Required task. Rewrite all of the material with "whole pixels" changed to "integer pixels" everywhere and nothing else altered, and omit the pictures.

Contour labeling material

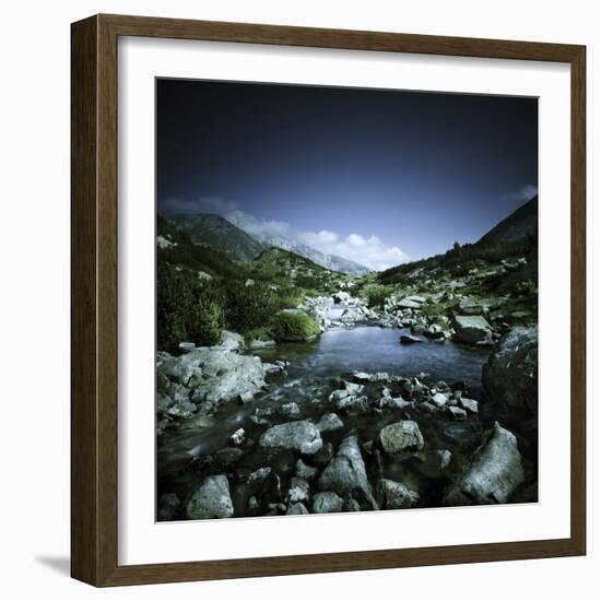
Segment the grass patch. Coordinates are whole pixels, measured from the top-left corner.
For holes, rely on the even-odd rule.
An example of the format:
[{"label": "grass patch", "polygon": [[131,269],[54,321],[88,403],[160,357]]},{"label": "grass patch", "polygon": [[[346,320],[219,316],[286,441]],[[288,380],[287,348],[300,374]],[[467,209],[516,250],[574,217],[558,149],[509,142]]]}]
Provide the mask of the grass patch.
[{"label": "grass patch", "polygon": [[313,317],[305,314],[280,313],[271,320],[268,333],[278,342],[304,342],[320,333]]}]

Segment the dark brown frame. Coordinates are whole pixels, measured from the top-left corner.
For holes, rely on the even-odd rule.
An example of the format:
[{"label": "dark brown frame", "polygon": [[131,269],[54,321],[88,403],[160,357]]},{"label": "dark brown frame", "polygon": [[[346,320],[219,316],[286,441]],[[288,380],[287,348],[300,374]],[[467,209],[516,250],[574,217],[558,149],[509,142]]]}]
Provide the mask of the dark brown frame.
[{"label": "dark brown frame", "polygon": [[[571,533],[568,539],[120,566],[117,562],[117,39],[145,36],[566,62],[571,69]],[[96,15],[71,26],[71,574],[137,585],[586,553],[586,48]]]}]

Output.
Segment the grass patch. Coordinates are integer pixels, measured from the top-left corner.
For holes, rely on the even-odd rule.
An example of the format:
[{"label": "grass patch", "polygon": [[131,269],[54,321],[88,403],[160,357]]},{"label": "grass patch", "polygon": [[[346,320],[219,316],[286,441]],[[288,380],[287,348],[300,374]],[[467,209],[516,250],[574,217],[558,149],[509,142]]]}]
Provide the mask of the grass patch.
[{"label": "grass patch", "polygon": [[313,317],[305,314],[280,313],[271,320],[268,333],[278,342],[304,342],[320,333]]}]

Segment the dark brown frame. Coordinates are integer pixels, measured from the top-left corner.
For holes, rely on the even-odd rule.
An example of the format:
[{"label": "dark brown frame", "polygon": [[131,269],[54,321],[88,403],[160,357]]},{"label": "dark brown frame", "polygon": [[[346,320],[219,316],[286,441]],[[288,380],[287,348],[300,374]],[[467,209],[516,250],[574,217],[558,149],[509,142]]]}]
Provide the mask of the dark brown frame.
[{"label": "dark brown frame", "polygon": [[[571,533],[568,539],[120,566],[117,562],[117,39],[145,36],[566,62],[571,69]],[[96,15],[71,26],[71,574],[137,585],[586,553],[586,48]]]}]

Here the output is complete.